**WORK TASK:**
The essay on losing a mother names the feelings the neighbor struggles every day not to give in to. List each one.

“You know that you have really grown-up when you see your parents as
people instead of providers.”
– Wolfgang Michel
But she wasn’t around, and that’s the thing when your parents die, you feel like instead of going in to every fight with backup, you are going into every fight alone.
―Mitch Albom, For One More Day
On June 5, 2016, it will have been five years since my mother died. Somehow I feel like I never really grew up until she was gone. I feel now like I am walking a highwire without the net that I had always sensed beneath me, always took for granted without really noticing it was there. My father died when I was in my twenties and that was hard enough but my mother was there. Always. We fought, we bitched and sometimes I felt like she was the biggest pain – but she was always there.
I have to admit, I didn’t appreciate all she did for me when she was alive. I was too wrapped up in my own drama and my own story about what she “didn’t do” or “hadn’t done”. Now that she is gone, I think of so many things and I realize every day what my responsibility was in our relationship. I would so like to apologize for what I did, what I said, to tell her I am sorry I was such an ingrate, so unfeeling sometimes to the point where she said once that she was afraid of me. But I have only realized those things now because that net is gone and that feeling of vertigo is what makes me look in the first place.
My neighbor above me where I teach has a little boy, just under two years old. My neighbor is beautiful, intelligent and strong willed. She is over 30 and a therapist. She has always seemed to me to have everything going for her.-But I watch her struggle every day not to give in to her feelings of frustration, confusion and anger when her son doesn’t want to do what she would like him to do. He is a little ray of sunshine most of the time but she told me that last week he threw himself down in the middle of street screaming and beating his hands on the pavement. She wasn’t even sure why he did it. She had a look on her face I will never forget.

**LISTED RECORDS:**
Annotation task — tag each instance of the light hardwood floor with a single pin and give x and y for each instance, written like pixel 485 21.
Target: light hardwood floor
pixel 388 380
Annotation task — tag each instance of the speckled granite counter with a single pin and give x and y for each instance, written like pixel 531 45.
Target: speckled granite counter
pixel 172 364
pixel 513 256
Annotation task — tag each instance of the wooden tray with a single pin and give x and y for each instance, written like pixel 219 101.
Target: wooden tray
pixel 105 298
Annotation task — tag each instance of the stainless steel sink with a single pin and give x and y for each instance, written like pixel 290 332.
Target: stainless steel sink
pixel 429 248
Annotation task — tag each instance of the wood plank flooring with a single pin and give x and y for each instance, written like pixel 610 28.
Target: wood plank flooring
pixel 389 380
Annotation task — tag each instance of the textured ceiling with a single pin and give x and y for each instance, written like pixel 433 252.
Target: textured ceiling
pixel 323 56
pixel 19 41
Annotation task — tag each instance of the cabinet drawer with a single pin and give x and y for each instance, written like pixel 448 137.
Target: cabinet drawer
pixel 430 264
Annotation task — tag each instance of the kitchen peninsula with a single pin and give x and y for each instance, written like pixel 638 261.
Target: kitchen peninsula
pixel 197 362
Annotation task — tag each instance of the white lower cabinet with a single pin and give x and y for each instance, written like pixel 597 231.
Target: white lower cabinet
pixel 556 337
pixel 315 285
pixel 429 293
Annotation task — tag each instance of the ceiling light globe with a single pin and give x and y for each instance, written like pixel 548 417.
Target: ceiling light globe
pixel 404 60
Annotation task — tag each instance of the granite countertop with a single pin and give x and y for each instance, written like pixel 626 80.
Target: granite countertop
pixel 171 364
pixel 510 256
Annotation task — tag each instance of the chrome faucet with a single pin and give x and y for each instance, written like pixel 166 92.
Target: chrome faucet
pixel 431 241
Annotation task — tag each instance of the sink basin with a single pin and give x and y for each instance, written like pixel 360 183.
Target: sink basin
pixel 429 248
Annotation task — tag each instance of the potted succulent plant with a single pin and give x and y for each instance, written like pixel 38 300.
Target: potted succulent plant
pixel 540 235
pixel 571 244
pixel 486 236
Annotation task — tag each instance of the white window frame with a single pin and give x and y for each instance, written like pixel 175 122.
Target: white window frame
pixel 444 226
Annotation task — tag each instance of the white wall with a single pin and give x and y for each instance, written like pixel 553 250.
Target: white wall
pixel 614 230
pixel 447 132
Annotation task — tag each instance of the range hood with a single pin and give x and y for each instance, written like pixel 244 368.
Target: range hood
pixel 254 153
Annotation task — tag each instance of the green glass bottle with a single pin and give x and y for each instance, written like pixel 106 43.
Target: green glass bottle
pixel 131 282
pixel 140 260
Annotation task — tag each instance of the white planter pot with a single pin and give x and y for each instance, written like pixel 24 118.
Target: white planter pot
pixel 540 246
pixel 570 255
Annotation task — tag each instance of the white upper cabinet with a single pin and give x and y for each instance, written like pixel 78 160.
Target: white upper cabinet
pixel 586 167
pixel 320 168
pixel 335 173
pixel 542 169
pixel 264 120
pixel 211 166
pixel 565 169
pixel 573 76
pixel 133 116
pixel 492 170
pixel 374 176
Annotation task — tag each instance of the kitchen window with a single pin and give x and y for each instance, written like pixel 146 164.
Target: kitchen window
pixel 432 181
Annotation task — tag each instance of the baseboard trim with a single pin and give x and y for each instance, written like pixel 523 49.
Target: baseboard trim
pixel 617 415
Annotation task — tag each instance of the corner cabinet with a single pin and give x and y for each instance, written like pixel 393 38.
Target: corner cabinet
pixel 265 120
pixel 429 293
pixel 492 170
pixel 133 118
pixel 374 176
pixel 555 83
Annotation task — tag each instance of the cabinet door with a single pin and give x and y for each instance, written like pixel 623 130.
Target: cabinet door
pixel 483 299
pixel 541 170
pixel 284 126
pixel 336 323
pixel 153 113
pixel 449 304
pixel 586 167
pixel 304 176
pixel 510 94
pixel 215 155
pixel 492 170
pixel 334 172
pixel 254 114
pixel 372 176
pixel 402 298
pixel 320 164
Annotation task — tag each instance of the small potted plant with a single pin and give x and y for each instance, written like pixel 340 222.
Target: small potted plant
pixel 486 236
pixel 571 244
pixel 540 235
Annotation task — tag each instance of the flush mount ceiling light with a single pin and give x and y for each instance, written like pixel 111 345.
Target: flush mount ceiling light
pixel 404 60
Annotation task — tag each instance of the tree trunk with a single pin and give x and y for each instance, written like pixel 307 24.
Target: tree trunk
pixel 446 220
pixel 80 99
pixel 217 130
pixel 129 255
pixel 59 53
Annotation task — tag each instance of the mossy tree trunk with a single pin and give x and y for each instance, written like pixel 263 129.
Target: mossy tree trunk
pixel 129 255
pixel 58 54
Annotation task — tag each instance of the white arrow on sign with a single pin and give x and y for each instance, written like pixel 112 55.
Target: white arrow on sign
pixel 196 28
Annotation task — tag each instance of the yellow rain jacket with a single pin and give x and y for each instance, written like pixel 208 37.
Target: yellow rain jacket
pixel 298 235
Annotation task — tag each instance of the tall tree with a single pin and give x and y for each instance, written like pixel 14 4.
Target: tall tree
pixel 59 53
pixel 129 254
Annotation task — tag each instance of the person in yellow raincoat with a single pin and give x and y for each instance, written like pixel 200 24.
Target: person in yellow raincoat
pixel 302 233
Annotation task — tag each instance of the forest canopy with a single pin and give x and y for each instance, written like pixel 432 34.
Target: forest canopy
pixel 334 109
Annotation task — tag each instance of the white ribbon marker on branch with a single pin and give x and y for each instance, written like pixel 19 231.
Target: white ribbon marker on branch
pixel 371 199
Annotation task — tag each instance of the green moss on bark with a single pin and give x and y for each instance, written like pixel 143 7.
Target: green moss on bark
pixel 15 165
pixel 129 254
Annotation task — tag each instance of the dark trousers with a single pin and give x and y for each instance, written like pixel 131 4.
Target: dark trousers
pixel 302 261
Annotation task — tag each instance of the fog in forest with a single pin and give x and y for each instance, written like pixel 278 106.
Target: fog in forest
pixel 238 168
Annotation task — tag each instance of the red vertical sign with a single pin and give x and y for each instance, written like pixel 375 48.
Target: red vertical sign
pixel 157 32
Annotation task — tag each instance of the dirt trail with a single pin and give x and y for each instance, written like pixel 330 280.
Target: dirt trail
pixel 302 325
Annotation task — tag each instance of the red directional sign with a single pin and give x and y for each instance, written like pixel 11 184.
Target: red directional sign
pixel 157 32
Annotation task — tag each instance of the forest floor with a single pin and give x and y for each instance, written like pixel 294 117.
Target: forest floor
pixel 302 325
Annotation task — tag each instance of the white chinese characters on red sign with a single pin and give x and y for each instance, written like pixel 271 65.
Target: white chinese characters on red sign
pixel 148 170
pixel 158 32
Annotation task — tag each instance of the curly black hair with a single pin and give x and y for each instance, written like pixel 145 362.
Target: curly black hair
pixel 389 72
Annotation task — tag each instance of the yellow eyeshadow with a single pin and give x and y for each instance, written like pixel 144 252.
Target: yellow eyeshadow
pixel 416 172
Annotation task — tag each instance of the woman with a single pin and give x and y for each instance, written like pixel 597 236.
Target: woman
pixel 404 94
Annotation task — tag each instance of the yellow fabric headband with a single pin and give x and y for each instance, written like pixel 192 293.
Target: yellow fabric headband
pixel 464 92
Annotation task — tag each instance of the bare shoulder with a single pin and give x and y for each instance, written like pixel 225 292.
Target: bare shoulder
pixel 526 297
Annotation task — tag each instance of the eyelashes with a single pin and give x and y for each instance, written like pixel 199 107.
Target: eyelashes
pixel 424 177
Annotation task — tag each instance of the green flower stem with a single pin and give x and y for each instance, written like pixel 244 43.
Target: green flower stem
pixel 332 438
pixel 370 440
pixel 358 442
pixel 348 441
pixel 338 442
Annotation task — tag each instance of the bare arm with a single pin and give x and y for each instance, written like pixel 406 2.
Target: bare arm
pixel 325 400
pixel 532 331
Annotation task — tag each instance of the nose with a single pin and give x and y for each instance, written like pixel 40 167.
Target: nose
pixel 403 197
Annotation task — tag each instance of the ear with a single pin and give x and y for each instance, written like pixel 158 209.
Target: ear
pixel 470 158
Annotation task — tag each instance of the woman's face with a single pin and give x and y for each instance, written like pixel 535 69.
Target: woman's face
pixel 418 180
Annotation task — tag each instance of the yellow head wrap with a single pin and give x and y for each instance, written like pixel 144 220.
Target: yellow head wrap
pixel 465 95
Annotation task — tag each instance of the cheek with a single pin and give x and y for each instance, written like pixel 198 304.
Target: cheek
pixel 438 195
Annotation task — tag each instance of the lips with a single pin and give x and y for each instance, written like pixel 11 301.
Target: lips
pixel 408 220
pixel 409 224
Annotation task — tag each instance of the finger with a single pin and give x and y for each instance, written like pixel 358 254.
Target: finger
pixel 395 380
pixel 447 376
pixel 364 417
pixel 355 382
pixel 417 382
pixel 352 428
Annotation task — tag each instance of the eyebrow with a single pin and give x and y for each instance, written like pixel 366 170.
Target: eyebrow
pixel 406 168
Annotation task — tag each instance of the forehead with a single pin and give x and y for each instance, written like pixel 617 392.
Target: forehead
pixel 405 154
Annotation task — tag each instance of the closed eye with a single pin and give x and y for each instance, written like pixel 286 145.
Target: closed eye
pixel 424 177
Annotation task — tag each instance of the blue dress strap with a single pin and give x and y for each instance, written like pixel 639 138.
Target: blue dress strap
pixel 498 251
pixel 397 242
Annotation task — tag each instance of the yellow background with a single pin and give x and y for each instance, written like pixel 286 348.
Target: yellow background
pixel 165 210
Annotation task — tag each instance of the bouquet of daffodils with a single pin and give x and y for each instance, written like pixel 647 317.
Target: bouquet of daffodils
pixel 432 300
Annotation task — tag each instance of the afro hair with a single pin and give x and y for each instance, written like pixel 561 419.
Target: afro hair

**RESPONSE BOX:**
Frustration, confusion, anger